__Exercise__. Rewrite the data below as a numbered list with one line per item, and leave out any blank lines.

++++

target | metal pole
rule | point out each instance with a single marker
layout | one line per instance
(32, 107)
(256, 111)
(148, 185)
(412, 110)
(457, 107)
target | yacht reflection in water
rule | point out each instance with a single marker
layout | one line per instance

++++

__Expected output__.
1. target | metal pole
2. rule | point out each instance with a single marker
3. layout | one line per instance
4. (32, 107)
5. (256, 111)
6. (148, 185)
7. (412, 110)
8. (457, 107)
9. target | yacht reflection in water
10. rule | point out each instance with a single marker
11. layout | one line per instance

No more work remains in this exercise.